EXERCISE DATA
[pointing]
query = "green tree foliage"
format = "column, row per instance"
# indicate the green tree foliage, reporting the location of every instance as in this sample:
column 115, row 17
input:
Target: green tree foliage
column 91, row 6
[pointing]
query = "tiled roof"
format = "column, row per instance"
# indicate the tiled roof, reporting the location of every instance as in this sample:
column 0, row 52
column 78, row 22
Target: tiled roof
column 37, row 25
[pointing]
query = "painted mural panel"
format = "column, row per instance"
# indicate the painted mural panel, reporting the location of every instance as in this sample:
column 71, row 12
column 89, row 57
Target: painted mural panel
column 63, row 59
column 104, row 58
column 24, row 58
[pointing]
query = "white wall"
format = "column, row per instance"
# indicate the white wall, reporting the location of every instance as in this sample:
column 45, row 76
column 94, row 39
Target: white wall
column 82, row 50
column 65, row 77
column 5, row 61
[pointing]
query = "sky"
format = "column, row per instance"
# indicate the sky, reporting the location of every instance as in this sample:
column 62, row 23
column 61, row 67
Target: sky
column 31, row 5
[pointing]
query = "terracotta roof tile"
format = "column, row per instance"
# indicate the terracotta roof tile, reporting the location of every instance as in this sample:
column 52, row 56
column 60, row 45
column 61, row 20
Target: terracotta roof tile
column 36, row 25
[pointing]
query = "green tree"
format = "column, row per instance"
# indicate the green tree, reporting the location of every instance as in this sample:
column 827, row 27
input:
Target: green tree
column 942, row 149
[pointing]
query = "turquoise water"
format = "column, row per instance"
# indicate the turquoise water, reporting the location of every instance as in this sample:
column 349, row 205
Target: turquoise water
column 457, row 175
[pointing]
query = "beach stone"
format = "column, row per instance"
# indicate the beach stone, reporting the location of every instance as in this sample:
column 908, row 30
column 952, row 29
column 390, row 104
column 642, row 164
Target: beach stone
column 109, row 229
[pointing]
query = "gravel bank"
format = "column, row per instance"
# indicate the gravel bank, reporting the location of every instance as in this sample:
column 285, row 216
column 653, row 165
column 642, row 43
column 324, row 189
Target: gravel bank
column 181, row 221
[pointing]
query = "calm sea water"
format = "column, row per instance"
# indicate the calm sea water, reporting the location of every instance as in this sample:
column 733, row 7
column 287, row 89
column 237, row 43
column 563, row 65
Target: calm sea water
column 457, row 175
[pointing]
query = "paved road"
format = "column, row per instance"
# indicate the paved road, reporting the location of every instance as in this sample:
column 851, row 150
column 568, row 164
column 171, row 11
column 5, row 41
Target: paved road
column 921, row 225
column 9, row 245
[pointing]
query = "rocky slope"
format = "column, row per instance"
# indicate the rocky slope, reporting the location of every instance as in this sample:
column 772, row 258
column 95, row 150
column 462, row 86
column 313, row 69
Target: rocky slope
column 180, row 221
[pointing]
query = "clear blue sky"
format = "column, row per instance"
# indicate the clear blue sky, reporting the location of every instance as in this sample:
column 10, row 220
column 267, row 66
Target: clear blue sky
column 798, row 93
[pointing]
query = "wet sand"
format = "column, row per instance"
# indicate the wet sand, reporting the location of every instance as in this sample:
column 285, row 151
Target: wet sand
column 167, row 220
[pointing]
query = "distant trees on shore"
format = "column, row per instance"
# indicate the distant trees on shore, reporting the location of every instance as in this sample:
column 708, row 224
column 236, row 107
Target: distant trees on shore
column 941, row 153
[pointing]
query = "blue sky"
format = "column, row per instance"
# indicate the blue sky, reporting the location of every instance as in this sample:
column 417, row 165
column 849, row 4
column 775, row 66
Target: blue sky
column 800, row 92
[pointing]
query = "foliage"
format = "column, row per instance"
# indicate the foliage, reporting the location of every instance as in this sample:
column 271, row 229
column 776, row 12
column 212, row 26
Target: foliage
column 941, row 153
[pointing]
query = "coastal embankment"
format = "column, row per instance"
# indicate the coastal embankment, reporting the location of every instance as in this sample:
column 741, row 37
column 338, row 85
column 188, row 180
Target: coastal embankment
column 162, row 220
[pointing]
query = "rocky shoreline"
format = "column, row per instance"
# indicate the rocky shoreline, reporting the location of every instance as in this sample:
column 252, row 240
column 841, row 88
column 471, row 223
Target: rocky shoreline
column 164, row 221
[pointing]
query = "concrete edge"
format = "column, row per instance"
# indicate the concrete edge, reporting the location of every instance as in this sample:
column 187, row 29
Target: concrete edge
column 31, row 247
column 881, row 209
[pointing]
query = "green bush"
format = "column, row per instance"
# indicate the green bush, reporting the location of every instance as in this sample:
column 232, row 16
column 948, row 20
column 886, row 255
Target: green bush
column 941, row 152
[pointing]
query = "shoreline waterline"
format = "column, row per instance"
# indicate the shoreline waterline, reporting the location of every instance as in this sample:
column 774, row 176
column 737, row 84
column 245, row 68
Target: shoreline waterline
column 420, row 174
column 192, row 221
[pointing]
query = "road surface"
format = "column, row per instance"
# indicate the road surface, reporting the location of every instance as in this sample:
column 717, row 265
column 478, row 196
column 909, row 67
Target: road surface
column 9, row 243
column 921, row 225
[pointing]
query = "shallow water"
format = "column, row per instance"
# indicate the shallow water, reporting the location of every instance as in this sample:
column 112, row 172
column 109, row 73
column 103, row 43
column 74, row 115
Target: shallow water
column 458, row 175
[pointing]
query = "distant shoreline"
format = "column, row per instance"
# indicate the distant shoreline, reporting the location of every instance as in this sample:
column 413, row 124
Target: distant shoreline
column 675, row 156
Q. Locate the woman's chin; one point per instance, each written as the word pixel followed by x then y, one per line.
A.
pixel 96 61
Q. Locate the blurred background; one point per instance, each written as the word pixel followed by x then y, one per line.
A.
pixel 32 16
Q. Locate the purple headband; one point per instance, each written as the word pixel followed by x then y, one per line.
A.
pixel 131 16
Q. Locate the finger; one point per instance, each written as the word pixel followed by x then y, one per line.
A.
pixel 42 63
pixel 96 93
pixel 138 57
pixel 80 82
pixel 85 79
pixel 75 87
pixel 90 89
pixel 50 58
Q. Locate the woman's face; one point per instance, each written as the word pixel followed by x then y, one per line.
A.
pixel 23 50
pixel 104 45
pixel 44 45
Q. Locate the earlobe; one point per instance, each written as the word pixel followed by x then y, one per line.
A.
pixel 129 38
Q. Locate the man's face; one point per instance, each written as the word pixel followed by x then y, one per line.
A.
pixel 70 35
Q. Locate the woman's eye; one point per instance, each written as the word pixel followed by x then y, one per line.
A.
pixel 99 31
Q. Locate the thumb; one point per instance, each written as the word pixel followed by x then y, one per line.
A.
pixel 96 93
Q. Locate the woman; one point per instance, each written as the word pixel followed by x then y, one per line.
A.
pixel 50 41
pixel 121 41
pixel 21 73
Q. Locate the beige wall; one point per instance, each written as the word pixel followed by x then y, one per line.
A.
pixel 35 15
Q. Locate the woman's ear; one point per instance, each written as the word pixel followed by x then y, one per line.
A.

TASK STATEMENT
Copy out all lines from the records where the word "woman" appears.

THE COMPLETED TASK
Q. Locate the woman's chin; one point per instance, each written as the word pixel followed by x then y, one per line.
Q. Locate the woman's face; one point per instance, each written as the word pixel followed by x then y, one per line.
Q. Locate the woman's eye; one point per instance, each written as the word pixel followed by x then y, one per line.
Q. Locate the woman; one point per instance, each written as the word pixel followed by x then y, one per line.
Q. Locate the woman's ear; one point per instance, each written as the word pixel followed by x then y, one per line.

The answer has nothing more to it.